**Information shown**.
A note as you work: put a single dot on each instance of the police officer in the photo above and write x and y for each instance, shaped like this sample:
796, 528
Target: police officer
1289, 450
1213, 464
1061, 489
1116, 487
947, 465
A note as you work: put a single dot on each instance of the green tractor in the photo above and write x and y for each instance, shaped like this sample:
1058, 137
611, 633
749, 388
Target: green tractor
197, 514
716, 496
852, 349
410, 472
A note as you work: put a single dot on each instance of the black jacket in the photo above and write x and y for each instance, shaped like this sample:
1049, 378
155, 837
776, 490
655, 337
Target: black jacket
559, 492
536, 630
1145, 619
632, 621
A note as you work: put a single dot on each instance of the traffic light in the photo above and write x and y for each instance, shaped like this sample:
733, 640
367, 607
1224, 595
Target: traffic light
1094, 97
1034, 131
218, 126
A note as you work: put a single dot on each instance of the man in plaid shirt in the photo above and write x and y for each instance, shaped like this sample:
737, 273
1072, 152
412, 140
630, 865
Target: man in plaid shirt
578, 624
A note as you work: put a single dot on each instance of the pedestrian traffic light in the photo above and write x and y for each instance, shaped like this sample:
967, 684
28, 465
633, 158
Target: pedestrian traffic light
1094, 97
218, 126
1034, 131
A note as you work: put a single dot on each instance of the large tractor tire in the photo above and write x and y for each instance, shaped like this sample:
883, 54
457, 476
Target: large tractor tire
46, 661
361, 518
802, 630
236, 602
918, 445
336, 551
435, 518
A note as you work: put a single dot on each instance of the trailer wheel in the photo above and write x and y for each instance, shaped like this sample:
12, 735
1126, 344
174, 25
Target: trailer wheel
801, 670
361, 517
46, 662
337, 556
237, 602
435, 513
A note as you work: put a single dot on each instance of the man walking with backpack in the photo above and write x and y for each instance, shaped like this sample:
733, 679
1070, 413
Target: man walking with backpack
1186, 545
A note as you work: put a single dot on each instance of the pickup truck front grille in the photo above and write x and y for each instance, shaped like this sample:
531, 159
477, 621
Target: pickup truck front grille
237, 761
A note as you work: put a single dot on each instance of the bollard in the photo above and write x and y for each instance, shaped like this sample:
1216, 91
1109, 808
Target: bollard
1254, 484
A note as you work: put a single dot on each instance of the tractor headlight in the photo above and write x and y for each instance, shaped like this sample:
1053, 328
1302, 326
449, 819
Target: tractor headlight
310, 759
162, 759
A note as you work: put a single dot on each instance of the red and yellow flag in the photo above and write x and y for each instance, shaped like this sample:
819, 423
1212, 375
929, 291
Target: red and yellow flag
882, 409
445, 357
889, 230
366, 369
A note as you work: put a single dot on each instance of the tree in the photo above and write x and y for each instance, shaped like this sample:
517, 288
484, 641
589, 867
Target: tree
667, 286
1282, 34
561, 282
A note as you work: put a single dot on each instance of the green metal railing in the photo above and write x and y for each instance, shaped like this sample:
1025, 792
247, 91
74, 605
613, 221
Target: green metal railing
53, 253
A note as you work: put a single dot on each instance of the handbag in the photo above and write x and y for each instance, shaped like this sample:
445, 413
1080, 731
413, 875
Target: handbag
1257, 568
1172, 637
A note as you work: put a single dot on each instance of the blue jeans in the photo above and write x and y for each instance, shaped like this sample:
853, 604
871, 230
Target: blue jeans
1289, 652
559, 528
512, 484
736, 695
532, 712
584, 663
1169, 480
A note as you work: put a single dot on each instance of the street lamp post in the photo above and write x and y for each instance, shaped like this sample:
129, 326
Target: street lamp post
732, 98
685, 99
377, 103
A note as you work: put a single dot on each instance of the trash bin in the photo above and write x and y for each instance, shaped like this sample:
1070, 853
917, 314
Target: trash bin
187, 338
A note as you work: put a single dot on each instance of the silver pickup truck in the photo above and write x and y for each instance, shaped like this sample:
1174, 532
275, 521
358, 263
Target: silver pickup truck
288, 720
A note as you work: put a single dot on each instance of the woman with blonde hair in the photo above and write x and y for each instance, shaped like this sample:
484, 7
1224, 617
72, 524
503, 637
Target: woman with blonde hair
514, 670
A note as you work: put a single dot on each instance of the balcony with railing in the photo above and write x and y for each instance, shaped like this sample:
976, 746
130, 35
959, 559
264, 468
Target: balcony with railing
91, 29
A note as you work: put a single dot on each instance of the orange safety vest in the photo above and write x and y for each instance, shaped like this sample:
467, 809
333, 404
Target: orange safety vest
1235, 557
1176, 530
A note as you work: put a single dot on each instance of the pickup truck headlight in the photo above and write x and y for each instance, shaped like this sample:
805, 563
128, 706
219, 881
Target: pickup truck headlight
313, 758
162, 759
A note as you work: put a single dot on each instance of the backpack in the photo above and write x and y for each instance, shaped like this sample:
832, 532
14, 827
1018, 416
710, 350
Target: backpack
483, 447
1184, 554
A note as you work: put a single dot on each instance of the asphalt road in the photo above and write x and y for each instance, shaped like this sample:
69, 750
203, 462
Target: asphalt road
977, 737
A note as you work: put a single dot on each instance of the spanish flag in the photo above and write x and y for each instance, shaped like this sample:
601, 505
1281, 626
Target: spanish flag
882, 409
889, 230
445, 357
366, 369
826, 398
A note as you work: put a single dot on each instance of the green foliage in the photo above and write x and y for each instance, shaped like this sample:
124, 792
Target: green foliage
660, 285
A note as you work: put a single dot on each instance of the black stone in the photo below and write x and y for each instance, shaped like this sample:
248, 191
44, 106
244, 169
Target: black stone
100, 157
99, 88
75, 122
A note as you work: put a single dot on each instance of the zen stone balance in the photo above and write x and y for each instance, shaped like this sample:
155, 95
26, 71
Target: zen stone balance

**What you will do**. Produce a verbatim transcription of the entries above.

**Result of this exercise**.
A note as you work: put a single dot on each instance of the police officer in the photo above and write x and y for each instance, shaped like this sample:
796, 528
Target: police officer
1289, 450
1213, 464
1061, 489
1116, 487
947, 465
A note as you work: put a single dot on each instance of the green tractor in the photo above and write x and y for each instance, shaped like this sample:
1058, 137
611, 633
749, 388
Target: green tractor
197, 514
716, 496
852, 349
410, 472
A note as you work: put a single dot on each instance of the black jacket in the photo above and write x and y for each instance, shaped like this sample:
1049, 378
155, 837
776, 490
655, 337
Target: black jacket
559, 492
536, 630
1145, 619
632, 621
A note as you work: put a single dot on each instance of the traffic light in the photo above and write x and y for each instance, shaped like this sample:
733, 640
367, 607
1224, 595
Target: traffic light
1094, 97
1034, 131
218, 126
A note as you work: put a single dot on each instance of the man in plaid shirt in the photo above and write x and y for each instance, shaped like this sample:
737, 273
1072, 152
412, 140
630, 865
Target: man in plaid shirt
578, 624
A note as you work: put a single dot on each instance of the pedestrian traffic light in the photo above and write x and y for each instance, shaped like this sample:
967, 684
28, 465
633, 158
Target: pedestrian traffic light
1094, 97
218, 126
1034, 131
A note as you work: put a single dot on each instance of the large tractor tire in the photo above and write x and y for each instance, shaped like this sample:
883, 54
457, 476
Target: large tractor tire
46, 661
361, 518
802, 630
236, 602
918, 445
336, 551
435, 518
A note as you work: put a single dot on each instance of the trailer wheel in the photo above and write x and y for each instance, shaped like this sample:
12, 735
1126, 344
174, 25
Target: trailer wheel
801, 670
361, 517
46, 662
337, 556
237, 602
435, 513
A note as you work: put a single dot on each instance of the man walking with backpack in the photo above and write x and y for each instance, shaped like this sample:
733, 679
1070, 413
Target: man walking with backpack
1186, 545
A note as you work: put a single dot on each instance of the pickup truck front grille in the photo above and write x and y for each instance, shaped like this sample:
531, 159
477, 621
Target: pickup truck front grille
237, 761
A note as you work: put a single dot on each instance of the bollard in the photo above and write x and y for each instance, shaped like this sample:
1216, 91
1109, 808
Target: bollard
1254, 484
A note as you work: put a single dot on each instance of the tractor headlight in the photo above and write x and y for each instance, shaped like this sample:
1053, 328
1302, 326
449, 819
Target: tractor headlight
310, 759
162, 759
A note as you work: put a single dot on each instance of the red and yellow flag in the photo above and write x and y for each instance, shaped like this sample:
819, 423
1212, 375
929, 291
Target: red and yellow flag
882, 409
445, 357
889, 230
366, 369
A note as you work: put a single dot on each instance of the tree in the photo above and write x and y for each instance, shaped like this sample:
517, 288
484, 641
589, 867
Target: tree
667, 286
1282, 34
561, 282
A note as you work: put a single dot on each instance of the green metal railing in the photo above and write x and y for each instance, shaped like this sample:
1025, 792
247, 91
74, 605
613, 221
Target: green metal railing
53, 253
A note as you work: put a single dot on each instance of the handbag in the photo above and write x and y for each instance, shaped like this sample:
445, 413
1080, 731
413, 875
Target: handbag
1257, 568
1172, 637
A note as you work: put a single dot on each instance of the blue jeans in the photo above and write x and y for each instance, shaped like this sample:
853, 604
871, 230
Target: blue jeans
1289, 652
559, 528
512, 484
736, 695
532, 712
584, 663
1169, 480
A note as you work: put a single dot on each instance of the street lamp post in the photo above and write x and y for each instance, shaped like this sample:
129, 326
Target: street lamp post
732, 98
685, 99
377, 103
A note as you work: put a single dot on each instance of the trash bin in the photo above and write x and y for each instance, shaped like this sample:
1070, 853
917, 314
Target: trash bin
187, 338
A note as you work: put a single dot on each instance of the silver pickup truck in the photo above and write x and y for each instance, shaped like this sample:
1174, 532
275, 521
358, 263
Target: silver pickup truck
288, 720
A note as you work: put a single dot on each instance of the woman with blonde hair in the photo above and write x and y for each instance, shaped like this sample:
484, 7
1224, 617
72, 524
503, 637
Target: woman with blonde hair
514, 670
A note as you work: put a single dot on each instance of the balcony with railing in the photo above and write x and y for each instance, shaped like this sample:
976, 746
130, 35
959, 559
264, 468
Target: balcony with railing
91, 29
A note as you work: put a single dot on each instance of the orange safety vest in the photo above and write x and y for each instance, shaped like this sample:
467, 809
333, 404
Target: orange safety vest
1235, 557
1176, 530
A note as you work: put a single dot on each instance of the pickup truck headlight in the photo above and write x and y for each instance, shaped like this sample:
805, 563
128, 706
219, 881
Target: pickup truck headlight
313, 758
162, 759
A note as you work: put a single dot on each instance of the backpack in the photo above and write x and y for each instance, shaped like this sample:
832, 532
14, 827
1018, 416
710, 350
Target: backpack
483, 447
1184, 554
A note as you work: put a single dot on each instance of the asphalt road in the photo above and write x and y for each instance, shaped like this sample:
69, 750
203, 462
Target: asphalt road
977, 737
A note as you work: put a single dot on each instance of the spanish flag in the photo above and write x and y for each instance, shaped like this sample:
601, 505
1281, 626
Target: spanish flag
882, 409
889, 230
445, 357
366, 369
826, 398
A note as you work: put a single dot on each instance of the green foliage in the photo above and write x and y for each instance, shaped like this sample:
124, 792
Target: green foliage
660, 285
A note as you work: put a single dot on each instance of the black stone in the photo below and write x and y for each instance, shaped like this sample:
248, 191
44, 106
244, 169
Target: black stone
100, 157
99, 88
75, 122
A note as you work: put a single dot on each instance of the zen stone balance in the photo above and write x and y for each instance, shaped like this sample:
155, 95
26, 71
Target: zen stone balance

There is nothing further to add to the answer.